## Exercise requirements
From the records below, transcribe exactly the lines that begin at the line with "Target: brown shingle roof" and end at the line with "Target: fallen leaves on grass", both included.

(Records from a data collection)

• • • •

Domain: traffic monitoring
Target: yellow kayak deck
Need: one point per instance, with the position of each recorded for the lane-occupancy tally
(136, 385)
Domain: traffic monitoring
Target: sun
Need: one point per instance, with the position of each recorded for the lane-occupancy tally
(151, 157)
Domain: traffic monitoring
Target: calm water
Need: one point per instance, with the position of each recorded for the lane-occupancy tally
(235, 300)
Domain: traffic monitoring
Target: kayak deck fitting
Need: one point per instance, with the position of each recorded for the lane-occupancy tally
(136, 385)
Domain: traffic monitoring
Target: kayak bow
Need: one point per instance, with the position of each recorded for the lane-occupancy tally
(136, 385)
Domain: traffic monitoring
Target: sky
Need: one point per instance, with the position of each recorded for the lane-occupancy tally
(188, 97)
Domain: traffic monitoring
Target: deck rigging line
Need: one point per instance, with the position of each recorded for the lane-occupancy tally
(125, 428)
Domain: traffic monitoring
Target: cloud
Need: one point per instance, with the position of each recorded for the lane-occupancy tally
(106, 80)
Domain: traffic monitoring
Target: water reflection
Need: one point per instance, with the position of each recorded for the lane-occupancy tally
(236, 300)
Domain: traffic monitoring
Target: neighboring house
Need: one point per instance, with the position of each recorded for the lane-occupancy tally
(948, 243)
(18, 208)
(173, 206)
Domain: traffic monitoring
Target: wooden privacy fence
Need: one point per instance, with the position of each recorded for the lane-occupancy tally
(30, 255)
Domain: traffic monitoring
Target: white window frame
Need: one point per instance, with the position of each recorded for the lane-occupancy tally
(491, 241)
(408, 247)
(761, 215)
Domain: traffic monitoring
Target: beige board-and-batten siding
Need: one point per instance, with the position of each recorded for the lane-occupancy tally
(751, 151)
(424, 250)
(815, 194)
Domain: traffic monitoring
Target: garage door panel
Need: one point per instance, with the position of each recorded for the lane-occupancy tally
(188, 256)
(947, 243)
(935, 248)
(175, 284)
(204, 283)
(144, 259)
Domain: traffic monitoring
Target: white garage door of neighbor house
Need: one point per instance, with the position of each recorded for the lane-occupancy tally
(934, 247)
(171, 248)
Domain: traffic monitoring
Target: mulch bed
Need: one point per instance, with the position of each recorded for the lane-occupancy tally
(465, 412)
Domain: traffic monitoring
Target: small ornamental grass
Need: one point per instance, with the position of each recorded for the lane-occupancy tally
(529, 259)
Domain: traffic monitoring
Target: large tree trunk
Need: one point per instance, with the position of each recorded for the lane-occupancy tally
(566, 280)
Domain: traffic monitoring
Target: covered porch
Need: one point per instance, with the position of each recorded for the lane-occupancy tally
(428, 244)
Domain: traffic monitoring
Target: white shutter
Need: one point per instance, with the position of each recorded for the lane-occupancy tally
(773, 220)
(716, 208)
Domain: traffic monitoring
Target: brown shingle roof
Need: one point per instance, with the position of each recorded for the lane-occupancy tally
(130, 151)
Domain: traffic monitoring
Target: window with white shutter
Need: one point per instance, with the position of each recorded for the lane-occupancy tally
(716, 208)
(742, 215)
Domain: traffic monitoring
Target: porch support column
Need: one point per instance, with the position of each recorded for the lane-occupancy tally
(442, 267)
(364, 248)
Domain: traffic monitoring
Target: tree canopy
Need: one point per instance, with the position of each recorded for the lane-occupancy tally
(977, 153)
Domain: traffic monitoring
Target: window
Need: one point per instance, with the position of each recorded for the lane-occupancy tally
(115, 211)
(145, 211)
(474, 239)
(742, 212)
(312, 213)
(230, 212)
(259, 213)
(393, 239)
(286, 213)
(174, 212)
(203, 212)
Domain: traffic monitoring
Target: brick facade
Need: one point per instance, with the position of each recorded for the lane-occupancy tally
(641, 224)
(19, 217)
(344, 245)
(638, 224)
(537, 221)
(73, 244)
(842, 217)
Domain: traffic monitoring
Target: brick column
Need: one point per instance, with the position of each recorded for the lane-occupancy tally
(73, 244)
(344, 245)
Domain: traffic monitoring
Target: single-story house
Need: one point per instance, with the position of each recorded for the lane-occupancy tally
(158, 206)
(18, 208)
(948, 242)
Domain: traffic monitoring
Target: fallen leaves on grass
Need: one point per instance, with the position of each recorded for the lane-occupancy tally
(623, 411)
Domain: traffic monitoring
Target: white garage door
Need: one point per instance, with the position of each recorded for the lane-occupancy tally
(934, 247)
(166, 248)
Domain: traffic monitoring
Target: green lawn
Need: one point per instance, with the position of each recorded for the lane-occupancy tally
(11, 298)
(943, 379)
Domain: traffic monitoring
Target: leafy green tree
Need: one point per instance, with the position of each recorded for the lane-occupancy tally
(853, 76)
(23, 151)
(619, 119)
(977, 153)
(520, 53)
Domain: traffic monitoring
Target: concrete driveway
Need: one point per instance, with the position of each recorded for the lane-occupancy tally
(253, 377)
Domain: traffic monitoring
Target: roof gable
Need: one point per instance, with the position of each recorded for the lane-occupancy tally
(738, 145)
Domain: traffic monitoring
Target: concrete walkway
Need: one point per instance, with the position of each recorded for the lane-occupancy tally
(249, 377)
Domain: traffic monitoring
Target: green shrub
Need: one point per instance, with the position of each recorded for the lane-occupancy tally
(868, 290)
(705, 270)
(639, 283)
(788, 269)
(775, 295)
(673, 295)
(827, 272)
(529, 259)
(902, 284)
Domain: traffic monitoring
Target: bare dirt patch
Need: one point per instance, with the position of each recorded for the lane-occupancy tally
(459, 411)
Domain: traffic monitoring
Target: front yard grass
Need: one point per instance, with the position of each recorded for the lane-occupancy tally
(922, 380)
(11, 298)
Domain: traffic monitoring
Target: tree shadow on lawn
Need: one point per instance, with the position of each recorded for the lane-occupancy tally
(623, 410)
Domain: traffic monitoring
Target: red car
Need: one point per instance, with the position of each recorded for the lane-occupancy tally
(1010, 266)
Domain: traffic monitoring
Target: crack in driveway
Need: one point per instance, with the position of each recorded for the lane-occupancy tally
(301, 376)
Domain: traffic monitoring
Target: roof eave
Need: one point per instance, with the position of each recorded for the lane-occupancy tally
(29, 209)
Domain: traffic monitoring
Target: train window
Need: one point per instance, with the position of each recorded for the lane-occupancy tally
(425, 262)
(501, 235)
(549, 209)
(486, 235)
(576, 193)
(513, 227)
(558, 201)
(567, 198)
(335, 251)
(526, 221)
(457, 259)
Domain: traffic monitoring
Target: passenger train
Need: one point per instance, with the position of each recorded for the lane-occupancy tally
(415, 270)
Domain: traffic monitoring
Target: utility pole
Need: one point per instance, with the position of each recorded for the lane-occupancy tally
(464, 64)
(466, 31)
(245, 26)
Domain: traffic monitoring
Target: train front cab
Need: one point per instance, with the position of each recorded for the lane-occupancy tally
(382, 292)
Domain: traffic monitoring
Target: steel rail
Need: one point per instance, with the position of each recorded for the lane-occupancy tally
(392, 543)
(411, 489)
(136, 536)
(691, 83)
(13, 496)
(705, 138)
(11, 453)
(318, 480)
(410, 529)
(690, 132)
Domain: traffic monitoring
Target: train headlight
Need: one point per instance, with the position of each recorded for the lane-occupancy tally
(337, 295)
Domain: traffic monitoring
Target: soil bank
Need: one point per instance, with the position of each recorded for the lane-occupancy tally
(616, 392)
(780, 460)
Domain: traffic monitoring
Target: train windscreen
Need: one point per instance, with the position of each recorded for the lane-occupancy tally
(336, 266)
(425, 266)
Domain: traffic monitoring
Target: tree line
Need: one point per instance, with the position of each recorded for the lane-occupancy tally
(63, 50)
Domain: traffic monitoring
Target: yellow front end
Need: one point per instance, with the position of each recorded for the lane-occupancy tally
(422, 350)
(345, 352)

• • • •

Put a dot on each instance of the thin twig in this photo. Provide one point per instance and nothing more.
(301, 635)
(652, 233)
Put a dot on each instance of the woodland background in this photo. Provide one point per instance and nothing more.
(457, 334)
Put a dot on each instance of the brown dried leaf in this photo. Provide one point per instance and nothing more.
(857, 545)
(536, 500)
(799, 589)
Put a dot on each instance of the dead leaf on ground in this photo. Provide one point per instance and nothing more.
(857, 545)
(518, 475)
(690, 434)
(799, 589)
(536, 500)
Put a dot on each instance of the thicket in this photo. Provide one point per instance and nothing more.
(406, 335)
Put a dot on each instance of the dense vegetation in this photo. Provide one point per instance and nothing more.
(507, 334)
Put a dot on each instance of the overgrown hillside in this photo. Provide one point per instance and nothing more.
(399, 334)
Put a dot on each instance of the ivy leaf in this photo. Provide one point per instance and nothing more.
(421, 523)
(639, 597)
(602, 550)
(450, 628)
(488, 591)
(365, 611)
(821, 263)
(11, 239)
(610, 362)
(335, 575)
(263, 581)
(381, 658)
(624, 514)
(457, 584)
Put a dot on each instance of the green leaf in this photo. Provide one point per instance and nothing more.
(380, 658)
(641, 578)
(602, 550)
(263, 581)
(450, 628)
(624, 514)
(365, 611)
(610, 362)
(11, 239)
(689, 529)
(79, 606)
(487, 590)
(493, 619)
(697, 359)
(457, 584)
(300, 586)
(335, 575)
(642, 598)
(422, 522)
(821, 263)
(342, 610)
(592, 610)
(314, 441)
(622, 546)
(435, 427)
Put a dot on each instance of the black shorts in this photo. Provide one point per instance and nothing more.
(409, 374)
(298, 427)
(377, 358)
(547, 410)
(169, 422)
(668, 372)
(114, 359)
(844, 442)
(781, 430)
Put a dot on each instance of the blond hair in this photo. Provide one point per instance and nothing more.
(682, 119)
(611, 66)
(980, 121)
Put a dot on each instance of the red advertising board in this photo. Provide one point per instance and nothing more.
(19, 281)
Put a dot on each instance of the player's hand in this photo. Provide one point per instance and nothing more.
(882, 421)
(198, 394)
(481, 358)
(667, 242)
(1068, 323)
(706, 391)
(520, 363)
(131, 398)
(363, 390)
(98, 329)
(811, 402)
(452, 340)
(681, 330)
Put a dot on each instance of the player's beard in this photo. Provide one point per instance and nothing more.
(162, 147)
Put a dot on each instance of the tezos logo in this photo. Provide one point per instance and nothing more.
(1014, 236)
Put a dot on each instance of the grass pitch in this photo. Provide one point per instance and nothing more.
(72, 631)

• • • •

## Solution
Target: brown shingle roof
Need: one point per instance, with the position of each recorded for the lane-occupancy tally
(130, 151)
Domain: traffic monitoring
Target: window with white shutter
Need: one point per instance, with the position of each recorded for the lane-occupancy tally
(716, 208)
(742, 215)
Domain: traffic monitoring
Target: porch support column
Need: one point per instance, with the position of each recorded for the lane-occupancy tally
(442, 267)
(364, 248)
Domain: traffic monitoring
Target: tree canopy
Need: one point per instance, with the position of each recorded for the lane-occupancy tally
(977, 153)
Domain: traffic monitoring
Target: window
Need: one point per instance, with the position of each recorded for the lane-occupancy tally
(115, 211)
(145, 211)
(474, 239)
(742, 212)
(312, 213)
(230, 212)
(259, 213)
(393, 239)
(286, 213)
(174, 212)
(203, 212)
Domain: traffic monitoring
Target: brick facade
Need: one point per instance, with the position of each recorded for the lane-occupancy tally
(641, 224)
(19, 217)
(344, 245)
(638, 224)
(537, 221)
(73, 244)
(842, 217)
Domain: traffic monitoring
Target: brick column
Need: one point per instance, with the position of each recorded for the lane-occupancy tally
(73, 244)
(344, 245)
Domain: traffic monitoring
Target: single-story house
Need: one point per instance, with the position of each recorded for the lane-occupancy tally
(158, 206)
(18, 208)
(948, 242)
Domain: traffic monitoring
Target: fallen leaves on grass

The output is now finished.